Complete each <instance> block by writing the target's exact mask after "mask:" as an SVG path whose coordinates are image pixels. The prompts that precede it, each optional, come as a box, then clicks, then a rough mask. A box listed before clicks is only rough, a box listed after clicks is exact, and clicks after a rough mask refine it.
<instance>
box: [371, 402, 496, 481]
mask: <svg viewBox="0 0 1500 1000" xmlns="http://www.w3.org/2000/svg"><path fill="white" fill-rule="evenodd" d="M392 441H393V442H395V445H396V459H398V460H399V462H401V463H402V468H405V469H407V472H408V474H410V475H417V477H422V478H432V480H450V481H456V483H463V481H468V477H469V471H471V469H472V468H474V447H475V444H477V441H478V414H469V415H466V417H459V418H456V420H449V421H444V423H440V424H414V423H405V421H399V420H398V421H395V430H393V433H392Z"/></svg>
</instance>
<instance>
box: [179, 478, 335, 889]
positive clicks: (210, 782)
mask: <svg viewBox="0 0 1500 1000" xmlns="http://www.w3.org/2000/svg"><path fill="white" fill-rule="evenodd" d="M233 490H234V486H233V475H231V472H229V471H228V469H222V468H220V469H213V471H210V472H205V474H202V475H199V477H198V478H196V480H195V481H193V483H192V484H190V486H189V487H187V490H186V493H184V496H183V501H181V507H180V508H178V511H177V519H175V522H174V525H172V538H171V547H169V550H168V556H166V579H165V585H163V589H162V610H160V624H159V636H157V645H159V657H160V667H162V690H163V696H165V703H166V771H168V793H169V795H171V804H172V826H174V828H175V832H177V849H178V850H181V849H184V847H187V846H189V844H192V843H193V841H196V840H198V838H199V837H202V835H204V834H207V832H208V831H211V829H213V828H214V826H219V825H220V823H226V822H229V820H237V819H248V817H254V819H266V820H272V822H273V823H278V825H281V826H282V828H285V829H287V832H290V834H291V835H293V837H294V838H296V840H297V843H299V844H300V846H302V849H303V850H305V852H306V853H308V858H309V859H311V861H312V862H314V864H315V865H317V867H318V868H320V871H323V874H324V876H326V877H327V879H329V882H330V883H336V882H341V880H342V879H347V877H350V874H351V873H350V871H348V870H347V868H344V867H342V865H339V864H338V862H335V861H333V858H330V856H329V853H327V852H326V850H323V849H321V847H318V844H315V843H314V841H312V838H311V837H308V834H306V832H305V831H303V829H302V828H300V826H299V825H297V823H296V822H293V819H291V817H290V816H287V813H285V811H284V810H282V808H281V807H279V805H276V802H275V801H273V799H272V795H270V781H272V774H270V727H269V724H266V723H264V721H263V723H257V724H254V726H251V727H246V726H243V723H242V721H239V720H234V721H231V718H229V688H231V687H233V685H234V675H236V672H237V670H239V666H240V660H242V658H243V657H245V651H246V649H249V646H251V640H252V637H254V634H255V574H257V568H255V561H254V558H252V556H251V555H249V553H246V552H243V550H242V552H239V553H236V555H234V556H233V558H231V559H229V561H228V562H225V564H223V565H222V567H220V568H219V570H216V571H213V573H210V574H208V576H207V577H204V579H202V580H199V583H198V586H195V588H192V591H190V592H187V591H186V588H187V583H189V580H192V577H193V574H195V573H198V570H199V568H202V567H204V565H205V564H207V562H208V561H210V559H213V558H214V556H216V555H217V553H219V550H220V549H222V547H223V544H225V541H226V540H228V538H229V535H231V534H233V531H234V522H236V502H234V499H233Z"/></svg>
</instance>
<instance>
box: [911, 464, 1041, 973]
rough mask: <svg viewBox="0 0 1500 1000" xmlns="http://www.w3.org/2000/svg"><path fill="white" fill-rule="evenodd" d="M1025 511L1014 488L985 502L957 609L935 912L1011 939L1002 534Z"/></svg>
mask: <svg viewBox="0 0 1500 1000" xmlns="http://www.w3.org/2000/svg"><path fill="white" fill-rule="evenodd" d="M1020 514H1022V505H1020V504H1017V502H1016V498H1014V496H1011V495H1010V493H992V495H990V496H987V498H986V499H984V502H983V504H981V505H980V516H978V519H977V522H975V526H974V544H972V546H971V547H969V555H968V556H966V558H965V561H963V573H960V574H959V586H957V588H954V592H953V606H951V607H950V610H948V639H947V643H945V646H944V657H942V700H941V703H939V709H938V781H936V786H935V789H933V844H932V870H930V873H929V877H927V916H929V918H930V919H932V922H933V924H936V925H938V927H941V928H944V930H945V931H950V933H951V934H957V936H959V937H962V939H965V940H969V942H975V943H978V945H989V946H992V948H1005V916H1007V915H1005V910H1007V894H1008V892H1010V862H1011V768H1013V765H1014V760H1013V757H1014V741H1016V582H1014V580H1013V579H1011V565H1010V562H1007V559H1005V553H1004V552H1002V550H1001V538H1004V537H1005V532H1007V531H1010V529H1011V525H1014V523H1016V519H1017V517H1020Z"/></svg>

Task: Could you rewrite every line of the listing above as a numbered list, leaving out any blank lines?

Answer to this exercise:
1. Complete each <instance> block by writing the target's exact mask after "mask:" as an SVG path whose coordinates are image pixels. The prompts that precede it, each optional, come as a box, then clicks, then a rough mask. A box listed before clicks is only rough, a box listed after clicks is exact, and clicks after a rough mask refine it.
2. <instance>
3. box: [371, 402, 496, 481]
4. mask: <svg viewBox="0 0 1500 1000" xmlns="http://www.w3.org/2000/svg"><path fill="white" fill-rule="evenodd" d="M392 441H393V442H395V445H396V459H398V460H399V462H401V463H402V468H405V469H407V472H408V474H410V475H417V477H422V478H432V480H450V481H456V483H463V481H468V477H469V471H471V469H472V468H474V447H475V444H477V441H478V414H469V415H466V417H459V418H456V420H449V421H444V423H440V424H414V423H405V421H399V420H398V421H395V430H393V433H392Z"/></svg>
5. </instance>
6. <instance>
7. box: [179, 478, 335, 889]
8. positive clicks: (210, 782)
9. mask: <svg viewBox="0 0 1500 1000" xmlns="http://www.w3.org/2000/svg"><path fill="white" fill-rule="evenodd" d="M233 490H234V486H233V475H231V472H229V471H228V469H222V468H220V469H213V471H210V472H205V474H202V475H199V477H198V478H196V480H195V481H193V483H192V484H190V486H189V487H187V490H186V493H184V496H183V501H181V507H180V508H178V511H177V519H175V522H174V525H172V538H171V547H169V550H168V556H166V579H165V585H163V589H162V610H160V624H159V636H157V645H159V657H160V667H162V690H163V696H165V703H166V771H168V793H169V795H171V804H172V826H174V828H175V832H177V849H178V850H181V849H184V847H187V846H189V844H192V843H193V841H196V840H198V838H199V837H202V835H204V834H207V832H208V831H211V829H213V828H214V826H219V825H220V823H226V822H229V820H237V819H248V817H254V819H266V820H272V822H273V823H278V825H281V826H282V828H285V829H287V832H290V834H291V835H293V837H294V838H296V840H297V843H299V844H300V846H302V849H303V850H305V852H306V853H308V858H309V859H311V861H312V862H314V864H315V865H317V867H318V868H320V871H323V874H324V876H326V877H327V879H329V882H330V883H336V882H341V880H342V879H347V877H350V874H351V873H350V871H348V870H347V868H344V867H342V865H339V864H338V862H335V861H333V858H330V856H329V853H327V852H326V850H323V849H321V847H318V844H315V843H314V841H312V838H311V837H308V834H306V832H305V831H303V829H302V828H300V826H299V825H297V823H296V822H293V819H291V817H290V816H287V813H285V811H284V810H282V808H281V807H279V805H276V802H275V801H273V799H272V795H270V781H272V774H270V727H269V724H266V723H264V721H263V723H257V724H254V726H251V727H246V726H243V723H242V721H239V720H234V721H231V718H229V688H231V687H233V685H234V675H236V672H237V670H239V666H240V660H242V658H243V657H245V651H246V649H249V646H251V640H252V637H254V634H255V574H257V568H255V561H254V558H252V556H251V555H249V553H246V552H243V550H242V552H239V553H236V555H234V556H233V558H231V559H229V561H228V562H225V564H223V565H222V567H220V568H219V570H216V571H213V573H210V574H208V576H207V577H204V579H202V580H199V583H198V586H195V588H192V591H190V592H187V591H186V588H187V583H189V580H192V577H193V574H195V573H198V570H199V568H202V567H204V565H205V564H207V562H208V561H210V559H213V558H214V556H216V555H217V553H219V550H220V549H222V547H223V544H225V541H226V540H228V538H229V535H231V534H233V531H234V522H236V502H234V499H233Z"/></svg>
10. </instance>
11. <instance>
12. box: [911, 464, 1041, 973]
13. rough mask: <svg viewBox="0 0 1500 1000" xmlns="http://www.w3.org/2000/svg"><path fill="white" fill-rule="evenodd" d="M1025 511L1014 488L985 502L957 609L935 912L1011 939L1002 534Z"/></svg>
14. mask: <svg viewBox="0 0 1500 1000" xmlns="http://www.w3.org/2000/svg"><path fill="white" fill-rule="evenodd" d="M1020 514H1022V505H1020V504H1017V502H1016V498H1014V496H1011V495H1010V493H992V495H990V496H987V498H986V499H984V502H983V504H981V505H980V516H978V519H977V522H975V526H974V544H972V546H971V547H969V555H968V556H966V558H965V561H963V573H960V574H959V586H957V588H954V592H953V606H951V607H950V610H948V639H947V643H945V646H944V657H942V700H941V703H939V709H938V781H936V786H935V789H933V844H932V870H930V873H929V877H927V916H929V918H930V919H932V922H933V924H936V925H938V927H941V928H944V930H945V931H950V933H951V934H957V936H959V937H962V939H965V940H969V942H975V943H978V945H989V946H992V948H1005V916H1007V915H1005V910H1007V894H1008V892H1010V862H1011V768H1013V765H1014V760H1013V757H1014V741H1016V582H1014V580H1013V579H1011V565H1010V562H1007V559H1005V553H1004V552H1002V550H1001V538H1004V537H1005V532H1007V531H1010V529H1011V525H1014V523H1016V519H1017V517H1020Z"/></svg>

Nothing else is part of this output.